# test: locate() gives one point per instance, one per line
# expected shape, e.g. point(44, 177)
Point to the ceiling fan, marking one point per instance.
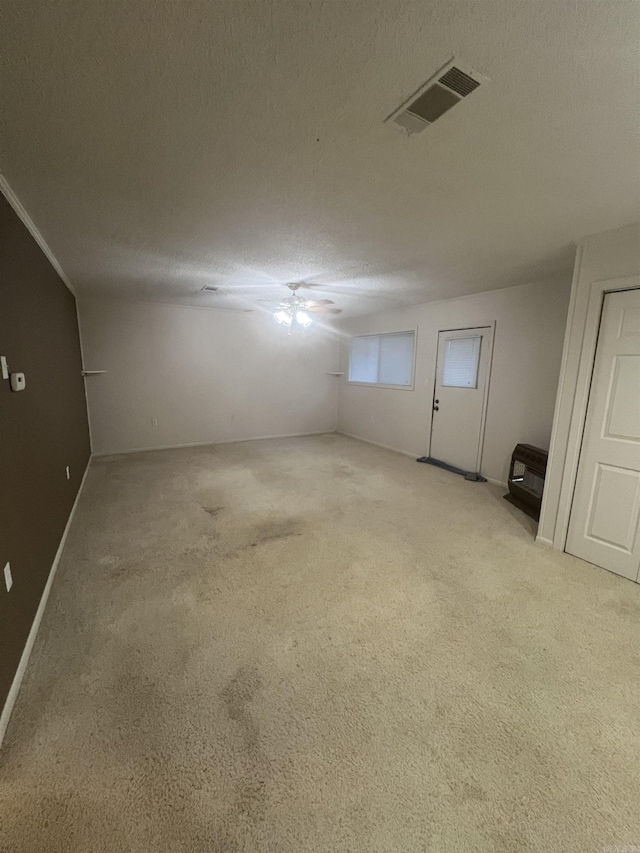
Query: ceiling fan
point(294, 310)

### GOAL
Leaving out the pictures, repeat the data above exactly.

### SOLUTION
# test: locate() gives one point per instance, one per line
# expected shape, e.g. point(44, 177)
Point to the ceiling fan, marking one point per instance.
Query: ceiling fan
point(294, 310)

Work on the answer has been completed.